- EXTRACT PROVIDED -
According to scholars such as V. Minorsky and others, the name Afghan appears in the 982 CE Hudud-al-Alam geography book. Al-Biruni referred to a group of Afghans in the 11th century as various tribes living on the western frontier mountains of Ancient India and Persia, which would be the area between the Hindu Kush mountains in Afghanistan and the Indus River in what is now Pakistan. According to other sources, some Pashtuns may be the Lost tribes of Israel who converted to Islam during the Arab Empire. Since the 13th century, some Pashtun tribes conquered areas outside their traditional Pashtun homeland by pushing deeper into South Asia.[10]
The modern Afghan national identity developed in the mid 18th century under the rule of Ahmad Shah Durrani, who was the founder of the Durrani Empire.[11]
The Karzai administration, which is led by Hamid Karzai, is dominated by the Pashtun ministers.[12]
Some notable Pashtuns of Afghanistan include: Hamid Karzai, Ashraf Ghani, Nazo Tokhi, Wazir Akbar Khan, Malalai of Maiwand, Abdul Ahad Momand, Zalmay Khalilzad, the Afghan Girl, Hedayat Amin Arsala, Abdul Rahim Wardak, Sher Mohammad Karimi, Abdul Salam Azimi, Zalmai Rassoul, Omar Zakhilwal, Ghulam Farooq Wardak, Anwar ul-Haq Ahady, Daud Shah Saba, Mohammad Gulab Mangal, Gul Agha Sherzai, Asadullah Khalid, Mohammad Hanif Atmar, Mohammad Ishaq Aloko, Mohammed Omar, Gulbuddin Hekmatyar, Nashenas, Ubaidullah Jan, Naghma, Farhad Darya, Suhaila Seddiqi, Shukria Barakzai and Fauzia Gailani.
Tajik
Tajiks form the second largest ethnic group in Afghanistan.[13] They are a native Persian-speaking people.[14] As a self-designation, the term Tajik, which earlier on had been more or less pejorative, has become acceptable only during the last several decades, particularly as a result of Soviet administration in Central Asia.[15] Alternative names for the Tajiks are Fārsī (Persian), Fārsīwān (Persian-speaker), and Dīhgān (cf. Tajik: Деҳқон, romanized: Dehqon, literally "farmer or settled villager", in a wider sense "settled" in contrast to "nomadic").[16]
Like the rest of the ethnic groups in Afghanistan, the origin of Tajiks is a mystery. They were only able to rule and at the same time legitimize their rule as second- or even as immediate sub-rulers with some significant influence on the foreigners – with the exception of the short 10-month rule of Habibullah Kalakani in 1929.[17] Tajiks made up 25.3% of Afghanistan's 18.85 millions population in 1996 which was equivalent to 4.77 millions,[18] and the Encyclopædia Britannica explains that by the early 21st century they constituted about one-fifth of the population.[14][19]
Tajiks are the major ethnic group in neighboring Tajikistan, a country that was created north of Afghanistan in 1991.[19] During the late 19th century and early 20th century, large number of Central Asian Tajiks fled the conquest of their native homeland by Russian Red Army and settled in northern Afghanistan.[20][21]
In Afghanistan, Tajiks are the majority in the city of Herat.[22] The city of Mazar-e-Sharif is 60% Tajik, the city of Kabul is approximately 45% and the city of Ghazni 50%.[22] Many are known to be in the Afghan National Security Forces (ANSF) while some in the major cities are bureaucrats, doctors, teachers, professors, traders, and shopkeepers. Others live in rural areas, particularly in Badakhshan, and engage in agriculture. Some notable Tajiks from Afghanistan include: Habibullah Kalakani, Burhanuddin Rabbani, Ahmad Shah Massoud, Ahmad Zia Massoud, Mohammed Fahim, Yunus Qanuni, Ismail Khan, Bismillah Khan Mohammadi, Atta Muhammad Nur, Amrullah Saleh, Wasef Bakhtari, Abdul Latif Pedram, Massouda Jalal, Baz Mohammad Ahmadi, Mohammed Daud Daud, Abdul Basir Salangi, and Fawzia Koofi.

- RECORD SET -
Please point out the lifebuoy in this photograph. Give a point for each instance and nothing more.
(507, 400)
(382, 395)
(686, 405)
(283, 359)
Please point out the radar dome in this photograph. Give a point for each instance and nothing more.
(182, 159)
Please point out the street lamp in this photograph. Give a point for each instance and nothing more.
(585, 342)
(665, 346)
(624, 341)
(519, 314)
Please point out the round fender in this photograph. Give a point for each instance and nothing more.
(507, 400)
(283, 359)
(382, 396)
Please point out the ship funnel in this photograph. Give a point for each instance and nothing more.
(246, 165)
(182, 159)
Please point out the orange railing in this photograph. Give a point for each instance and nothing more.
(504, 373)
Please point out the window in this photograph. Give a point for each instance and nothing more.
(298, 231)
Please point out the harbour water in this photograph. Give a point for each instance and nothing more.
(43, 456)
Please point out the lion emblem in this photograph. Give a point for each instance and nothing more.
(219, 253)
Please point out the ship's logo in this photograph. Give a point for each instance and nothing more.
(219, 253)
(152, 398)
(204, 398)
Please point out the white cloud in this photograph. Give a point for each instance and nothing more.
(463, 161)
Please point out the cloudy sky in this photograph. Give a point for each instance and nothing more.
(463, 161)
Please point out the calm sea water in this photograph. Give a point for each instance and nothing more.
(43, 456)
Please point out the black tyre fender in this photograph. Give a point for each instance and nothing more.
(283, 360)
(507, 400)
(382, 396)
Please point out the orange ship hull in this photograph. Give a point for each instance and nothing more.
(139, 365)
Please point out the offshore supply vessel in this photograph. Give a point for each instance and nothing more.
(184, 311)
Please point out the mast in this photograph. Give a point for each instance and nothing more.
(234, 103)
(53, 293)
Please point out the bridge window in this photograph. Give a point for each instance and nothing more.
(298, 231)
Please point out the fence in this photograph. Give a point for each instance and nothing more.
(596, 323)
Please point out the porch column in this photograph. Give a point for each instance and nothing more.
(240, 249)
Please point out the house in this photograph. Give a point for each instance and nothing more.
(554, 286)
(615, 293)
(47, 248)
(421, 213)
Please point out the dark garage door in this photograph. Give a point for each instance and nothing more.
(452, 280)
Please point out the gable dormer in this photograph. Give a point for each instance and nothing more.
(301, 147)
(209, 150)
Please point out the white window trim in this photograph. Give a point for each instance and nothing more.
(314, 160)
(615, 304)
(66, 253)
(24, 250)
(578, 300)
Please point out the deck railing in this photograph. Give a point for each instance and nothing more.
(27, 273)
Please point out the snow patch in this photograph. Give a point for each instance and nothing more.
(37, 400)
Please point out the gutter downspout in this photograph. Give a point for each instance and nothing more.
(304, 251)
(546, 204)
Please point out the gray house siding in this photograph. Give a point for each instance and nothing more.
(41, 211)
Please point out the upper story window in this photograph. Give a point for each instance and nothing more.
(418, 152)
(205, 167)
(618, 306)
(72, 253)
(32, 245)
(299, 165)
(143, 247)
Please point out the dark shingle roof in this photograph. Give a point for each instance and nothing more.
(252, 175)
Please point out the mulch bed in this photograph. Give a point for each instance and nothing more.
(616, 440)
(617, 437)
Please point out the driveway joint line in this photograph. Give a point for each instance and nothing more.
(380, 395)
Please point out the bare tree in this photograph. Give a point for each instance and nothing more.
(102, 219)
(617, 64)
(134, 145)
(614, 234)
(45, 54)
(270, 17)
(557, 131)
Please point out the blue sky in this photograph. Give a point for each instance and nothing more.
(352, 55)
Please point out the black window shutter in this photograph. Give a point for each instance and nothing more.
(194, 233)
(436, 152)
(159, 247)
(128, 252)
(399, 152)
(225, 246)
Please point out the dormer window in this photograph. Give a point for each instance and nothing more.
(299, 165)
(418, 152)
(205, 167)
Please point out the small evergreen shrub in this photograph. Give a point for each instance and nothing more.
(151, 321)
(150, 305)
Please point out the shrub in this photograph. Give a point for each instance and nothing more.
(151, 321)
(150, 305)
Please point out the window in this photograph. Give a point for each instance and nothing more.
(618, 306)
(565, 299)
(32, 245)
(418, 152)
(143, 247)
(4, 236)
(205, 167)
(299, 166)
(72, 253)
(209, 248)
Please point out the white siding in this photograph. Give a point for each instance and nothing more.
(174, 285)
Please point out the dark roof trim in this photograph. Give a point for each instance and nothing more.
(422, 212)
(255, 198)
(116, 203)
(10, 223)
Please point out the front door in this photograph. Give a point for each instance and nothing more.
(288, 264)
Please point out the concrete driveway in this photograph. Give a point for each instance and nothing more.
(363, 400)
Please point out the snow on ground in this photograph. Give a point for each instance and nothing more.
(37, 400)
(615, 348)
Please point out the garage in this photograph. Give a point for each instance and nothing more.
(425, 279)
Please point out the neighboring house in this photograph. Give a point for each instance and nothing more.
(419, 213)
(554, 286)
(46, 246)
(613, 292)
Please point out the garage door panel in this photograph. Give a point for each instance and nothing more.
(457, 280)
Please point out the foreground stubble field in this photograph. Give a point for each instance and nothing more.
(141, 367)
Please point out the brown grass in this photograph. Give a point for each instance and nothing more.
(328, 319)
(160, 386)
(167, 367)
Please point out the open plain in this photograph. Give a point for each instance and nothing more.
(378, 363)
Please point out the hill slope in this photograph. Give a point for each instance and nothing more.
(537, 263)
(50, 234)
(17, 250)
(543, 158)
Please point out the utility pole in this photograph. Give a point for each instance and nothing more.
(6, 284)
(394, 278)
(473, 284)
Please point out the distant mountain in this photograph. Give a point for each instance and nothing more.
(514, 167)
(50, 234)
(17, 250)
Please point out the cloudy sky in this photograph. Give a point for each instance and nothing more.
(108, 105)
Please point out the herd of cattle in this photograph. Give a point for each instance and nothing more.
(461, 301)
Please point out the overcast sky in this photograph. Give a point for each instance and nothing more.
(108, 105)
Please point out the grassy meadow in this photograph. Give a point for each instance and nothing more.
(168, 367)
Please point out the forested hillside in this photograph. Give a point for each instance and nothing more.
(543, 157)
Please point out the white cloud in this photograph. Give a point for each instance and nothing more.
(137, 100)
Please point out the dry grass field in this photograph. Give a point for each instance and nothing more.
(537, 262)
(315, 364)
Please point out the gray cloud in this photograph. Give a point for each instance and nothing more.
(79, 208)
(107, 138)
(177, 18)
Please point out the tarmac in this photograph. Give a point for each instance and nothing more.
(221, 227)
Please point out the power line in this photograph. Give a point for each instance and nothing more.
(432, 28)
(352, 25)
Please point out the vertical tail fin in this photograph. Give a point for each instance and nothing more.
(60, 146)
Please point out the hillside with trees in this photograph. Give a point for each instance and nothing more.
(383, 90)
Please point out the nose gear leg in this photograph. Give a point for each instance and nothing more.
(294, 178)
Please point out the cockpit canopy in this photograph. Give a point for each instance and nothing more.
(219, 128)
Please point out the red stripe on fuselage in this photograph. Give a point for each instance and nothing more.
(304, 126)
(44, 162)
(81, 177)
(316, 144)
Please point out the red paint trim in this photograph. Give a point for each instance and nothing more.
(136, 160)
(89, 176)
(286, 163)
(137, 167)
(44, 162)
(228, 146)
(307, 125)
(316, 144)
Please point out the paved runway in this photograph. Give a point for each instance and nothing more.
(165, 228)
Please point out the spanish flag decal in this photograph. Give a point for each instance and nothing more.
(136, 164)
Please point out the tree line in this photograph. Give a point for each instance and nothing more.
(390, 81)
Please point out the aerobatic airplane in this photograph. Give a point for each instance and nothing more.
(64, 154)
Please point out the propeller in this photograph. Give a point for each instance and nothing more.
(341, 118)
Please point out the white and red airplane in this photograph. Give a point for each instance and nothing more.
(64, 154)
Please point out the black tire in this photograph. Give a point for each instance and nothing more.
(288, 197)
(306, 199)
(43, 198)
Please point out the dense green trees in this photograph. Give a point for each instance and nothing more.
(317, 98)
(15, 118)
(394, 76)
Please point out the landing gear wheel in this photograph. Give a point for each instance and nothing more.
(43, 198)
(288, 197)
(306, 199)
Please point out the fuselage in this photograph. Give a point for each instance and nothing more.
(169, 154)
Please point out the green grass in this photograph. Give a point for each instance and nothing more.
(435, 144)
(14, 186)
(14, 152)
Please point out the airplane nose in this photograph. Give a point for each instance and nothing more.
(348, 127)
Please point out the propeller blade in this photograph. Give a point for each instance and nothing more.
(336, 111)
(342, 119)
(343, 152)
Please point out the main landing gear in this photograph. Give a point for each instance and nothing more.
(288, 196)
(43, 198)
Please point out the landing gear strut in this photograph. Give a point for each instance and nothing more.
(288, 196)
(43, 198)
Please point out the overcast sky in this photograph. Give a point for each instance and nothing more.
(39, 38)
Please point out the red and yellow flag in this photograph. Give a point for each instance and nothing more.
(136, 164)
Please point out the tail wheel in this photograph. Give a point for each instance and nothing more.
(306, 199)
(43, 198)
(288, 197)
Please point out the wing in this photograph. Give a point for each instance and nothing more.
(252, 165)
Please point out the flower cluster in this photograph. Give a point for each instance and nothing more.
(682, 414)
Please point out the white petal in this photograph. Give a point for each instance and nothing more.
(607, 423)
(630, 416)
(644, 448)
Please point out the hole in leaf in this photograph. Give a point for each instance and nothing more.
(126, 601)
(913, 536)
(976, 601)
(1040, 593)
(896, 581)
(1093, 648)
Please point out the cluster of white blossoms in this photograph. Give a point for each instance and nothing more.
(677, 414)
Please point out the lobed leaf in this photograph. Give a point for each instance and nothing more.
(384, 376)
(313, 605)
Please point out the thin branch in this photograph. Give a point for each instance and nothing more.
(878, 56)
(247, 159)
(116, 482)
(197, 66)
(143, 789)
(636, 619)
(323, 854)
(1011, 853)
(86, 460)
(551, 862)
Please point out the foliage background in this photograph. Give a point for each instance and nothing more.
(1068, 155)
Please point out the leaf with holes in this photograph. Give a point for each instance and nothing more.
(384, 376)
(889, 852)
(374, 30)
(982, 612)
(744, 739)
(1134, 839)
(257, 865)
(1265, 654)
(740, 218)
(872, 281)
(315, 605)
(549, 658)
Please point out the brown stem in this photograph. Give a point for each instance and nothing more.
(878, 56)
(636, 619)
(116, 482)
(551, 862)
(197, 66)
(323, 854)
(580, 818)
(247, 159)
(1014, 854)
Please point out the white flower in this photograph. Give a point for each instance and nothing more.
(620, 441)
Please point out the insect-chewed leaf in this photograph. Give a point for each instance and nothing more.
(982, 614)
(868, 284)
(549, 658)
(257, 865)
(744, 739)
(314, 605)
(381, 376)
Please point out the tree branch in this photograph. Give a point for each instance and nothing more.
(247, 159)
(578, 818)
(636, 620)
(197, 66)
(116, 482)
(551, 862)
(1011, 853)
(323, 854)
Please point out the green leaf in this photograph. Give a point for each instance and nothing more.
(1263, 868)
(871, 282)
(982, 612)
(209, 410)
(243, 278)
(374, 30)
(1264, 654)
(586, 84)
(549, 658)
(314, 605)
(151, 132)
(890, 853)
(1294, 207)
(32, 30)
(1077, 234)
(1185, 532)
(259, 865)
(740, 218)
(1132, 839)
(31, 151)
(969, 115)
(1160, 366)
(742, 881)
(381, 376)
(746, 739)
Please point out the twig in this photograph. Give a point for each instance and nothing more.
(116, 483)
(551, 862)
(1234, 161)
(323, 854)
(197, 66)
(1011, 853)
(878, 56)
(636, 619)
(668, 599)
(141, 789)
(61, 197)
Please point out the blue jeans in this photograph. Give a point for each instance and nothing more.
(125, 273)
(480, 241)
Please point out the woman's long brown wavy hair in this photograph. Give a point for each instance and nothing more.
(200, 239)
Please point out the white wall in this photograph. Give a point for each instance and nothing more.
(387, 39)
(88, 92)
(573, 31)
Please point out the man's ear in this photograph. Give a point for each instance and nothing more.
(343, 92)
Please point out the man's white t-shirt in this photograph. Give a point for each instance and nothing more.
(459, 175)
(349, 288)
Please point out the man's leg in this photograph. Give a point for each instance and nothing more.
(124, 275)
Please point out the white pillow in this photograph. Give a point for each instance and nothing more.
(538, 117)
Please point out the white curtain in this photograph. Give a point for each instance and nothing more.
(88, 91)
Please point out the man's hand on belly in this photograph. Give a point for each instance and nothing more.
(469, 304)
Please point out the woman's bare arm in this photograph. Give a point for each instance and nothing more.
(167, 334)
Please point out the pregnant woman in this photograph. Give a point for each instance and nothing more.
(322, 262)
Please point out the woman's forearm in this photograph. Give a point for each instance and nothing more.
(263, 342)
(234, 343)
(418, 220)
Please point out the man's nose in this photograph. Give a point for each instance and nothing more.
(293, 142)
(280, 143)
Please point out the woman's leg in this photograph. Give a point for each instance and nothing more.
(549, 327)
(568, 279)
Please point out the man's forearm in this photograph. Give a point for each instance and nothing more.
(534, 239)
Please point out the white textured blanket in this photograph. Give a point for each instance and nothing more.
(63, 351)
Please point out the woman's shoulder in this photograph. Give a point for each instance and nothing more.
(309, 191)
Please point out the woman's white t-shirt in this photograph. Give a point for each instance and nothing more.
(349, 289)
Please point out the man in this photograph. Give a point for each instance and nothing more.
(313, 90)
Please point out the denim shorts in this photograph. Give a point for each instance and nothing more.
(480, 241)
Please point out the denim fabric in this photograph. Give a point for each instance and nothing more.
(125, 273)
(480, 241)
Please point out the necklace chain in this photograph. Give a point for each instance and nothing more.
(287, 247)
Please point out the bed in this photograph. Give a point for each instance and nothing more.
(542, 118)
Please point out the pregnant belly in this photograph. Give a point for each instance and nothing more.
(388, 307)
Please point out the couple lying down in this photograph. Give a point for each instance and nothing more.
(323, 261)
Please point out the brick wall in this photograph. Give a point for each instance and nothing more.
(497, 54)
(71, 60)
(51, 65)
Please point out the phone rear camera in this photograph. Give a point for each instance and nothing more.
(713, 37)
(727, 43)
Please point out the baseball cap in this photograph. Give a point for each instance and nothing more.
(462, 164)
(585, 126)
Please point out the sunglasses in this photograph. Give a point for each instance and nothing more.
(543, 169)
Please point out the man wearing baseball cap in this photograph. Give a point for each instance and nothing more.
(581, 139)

- WORK TO COMPLETE -
1. In the passage on Afghanistan's ethnic groups:
(a) In which geography book, dated 982 CE, does the name Afghan appear?
(b) Who founded the Durrani Empire?
(c) What share of the city of Mazar-e-Sharif is Tajik?
2. According to the passage on Afghanistan's ethnic groups, why did large numbers of Central Asian Tajiks settle in northern Afghanistan? Answer in one to three sentences.

- FINAL ANSWERS -
1.
(a) The Hudud-al-Alam.
(b) Ahmad Shah Durrani.
(c) 60%.

2. They fled the conquest of their native homeland by the Russian Red Army. After fleeing, they settled in northern Afghanistan.